Passage shown |

━━━━━━━━

Ed Balls: Britain isn’t broken – but the Tories would break it

IT HAS become a depressingly familiar sight. Whenever something awful happens in our country, up pops former Tory leader Iain Duncan Smith to proclaim it as just the latest example of our so-called “broken society” – and that, somewhat bizarrely, David Cameron is the man to fix it.

by Tribune Web Editor
Monday, February 23rd, 2009

IT HAS become a depressingly familiar sight. Whenever something awful happens in our country, up pops former Tory leader Iain Duncan Smith to proclaim it as just the latest example of our so-called “broken society” – and that, somewhat bizarrely, David Cameron is the man to fix it.

Don’t get me wrong – I had the same reaction as everyone else when I saw The Sun last Friday morning. Whatever the facts turn out to be about this tragic case, it was appalling to see pictures of a 13-year -old boy “Dad” cradling a tiny baby while playing with a PlayStation.

My first reaction was to check that everything was being done locally to make sure the young lad, the teenage mum and the baby are safe, properly protected and that they get all the support they need. These young people should be in school studying, not on the pages of the newspapers.

This case brings home to me how vital it is as a society that we do everything we can to keep teenage pregnancies coming down. We’ve got the lowest level of teenage pregnancies for 20 years – but this is still too high. Which is why the schools minister, Jim Knight, is now making sex and relationship education compulsory in every school for every child.

But the idea that this tragic case means “Britain is broken” is absurd. As was Cameron’s shocking claim in a Sunday newspaper that the appalling way in which Karen Matthews locked-up and abused her daughter, Shannon, could well be repeated by the five million mothers who currently receive income-related benefits.

So now is the time to expose and stand up against this Tory slur that “Britain is broken” and that the Tory leader is somehow a great social reformer.

First, the IDS strategy simply ignores the facts. Over the past decade, teenage pregnancy rates have fallen. So has child poverty. And thousands more young people are volunteering. Yes, there are some parents who don’t take their responsibilities seriously – and have to be made to do so. There are also a small minority of young people who persistently break the law. And it is right that the criminal justice system is tough when they do.

But these Tory “broken Britain” claims are not only highly offensive to the vast majority of parents who do a great job bringing up their kids; they are also totally unfair on the vast majority of law-abiding young people who work hard at school, play by the rules and, in my experience, deeply resent these attacks.

━━━━━━━━

Dataset entries |
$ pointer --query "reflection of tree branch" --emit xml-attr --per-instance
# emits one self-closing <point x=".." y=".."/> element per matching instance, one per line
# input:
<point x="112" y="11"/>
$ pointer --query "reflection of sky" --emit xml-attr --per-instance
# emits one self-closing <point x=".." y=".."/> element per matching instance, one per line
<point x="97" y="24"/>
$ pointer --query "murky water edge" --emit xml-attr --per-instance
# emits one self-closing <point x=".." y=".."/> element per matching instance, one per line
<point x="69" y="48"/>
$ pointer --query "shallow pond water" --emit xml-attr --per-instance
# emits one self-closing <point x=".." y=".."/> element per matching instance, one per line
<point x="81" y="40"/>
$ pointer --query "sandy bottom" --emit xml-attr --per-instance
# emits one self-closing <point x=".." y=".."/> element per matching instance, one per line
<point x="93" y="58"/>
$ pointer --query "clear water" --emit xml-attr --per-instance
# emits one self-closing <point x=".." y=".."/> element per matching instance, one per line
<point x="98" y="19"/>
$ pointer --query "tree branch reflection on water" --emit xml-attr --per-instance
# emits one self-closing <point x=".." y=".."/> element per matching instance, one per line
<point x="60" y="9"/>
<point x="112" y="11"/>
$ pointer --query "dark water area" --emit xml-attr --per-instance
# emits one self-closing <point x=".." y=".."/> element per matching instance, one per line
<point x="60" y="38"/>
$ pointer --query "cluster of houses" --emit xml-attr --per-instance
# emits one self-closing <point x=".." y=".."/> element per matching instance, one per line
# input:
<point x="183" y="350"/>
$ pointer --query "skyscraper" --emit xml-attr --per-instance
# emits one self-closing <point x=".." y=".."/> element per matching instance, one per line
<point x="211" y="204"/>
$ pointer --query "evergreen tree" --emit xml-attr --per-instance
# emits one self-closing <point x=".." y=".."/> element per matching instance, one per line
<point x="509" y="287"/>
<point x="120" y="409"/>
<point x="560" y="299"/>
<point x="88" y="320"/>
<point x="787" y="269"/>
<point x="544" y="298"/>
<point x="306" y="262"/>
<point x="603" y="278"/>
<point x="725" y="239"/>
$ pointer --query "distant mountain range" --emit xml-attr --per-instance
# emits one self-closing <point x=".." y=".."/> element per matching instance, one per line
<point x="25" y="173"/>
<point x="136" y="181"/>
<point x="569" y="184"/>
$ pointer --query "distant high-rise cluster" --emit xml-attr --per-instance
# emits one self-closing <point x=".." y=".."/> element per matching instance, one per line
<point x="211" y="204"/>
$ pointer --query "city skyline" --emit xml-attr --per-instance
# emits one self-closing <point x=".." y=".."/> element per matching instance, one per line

━━━━━━━━

Actions to take |
1. Can you extract the part of the "broken Britain" article that runs from "by Tribune Web" up to and including "with a PlayStation."?
2. How many lines in the listing contain the string "branch"? Give only the number.

Solutions by task |
1.
by Tribune Web Editor
Monday, February 23rd, 2009

IT HAS become a depressingly familiar sight. Whenever something awful happens in our country, up pops former Tory leader Iain Duncan Smith to proclaim it as just the latest example of our so-called “broken society” – and that, somewhat bizarrely, David Cameron is the man to fix it.

Don’t get me wrong – I had the same reaction as everyone else when I saw The Sun last Friday morning. Whatever the facts turn out to be about this tragic case, it was appalling to see pictures of a 13-year -old boy “Dad” cradling a tiny baby while playing with a PlayStation.

2. 2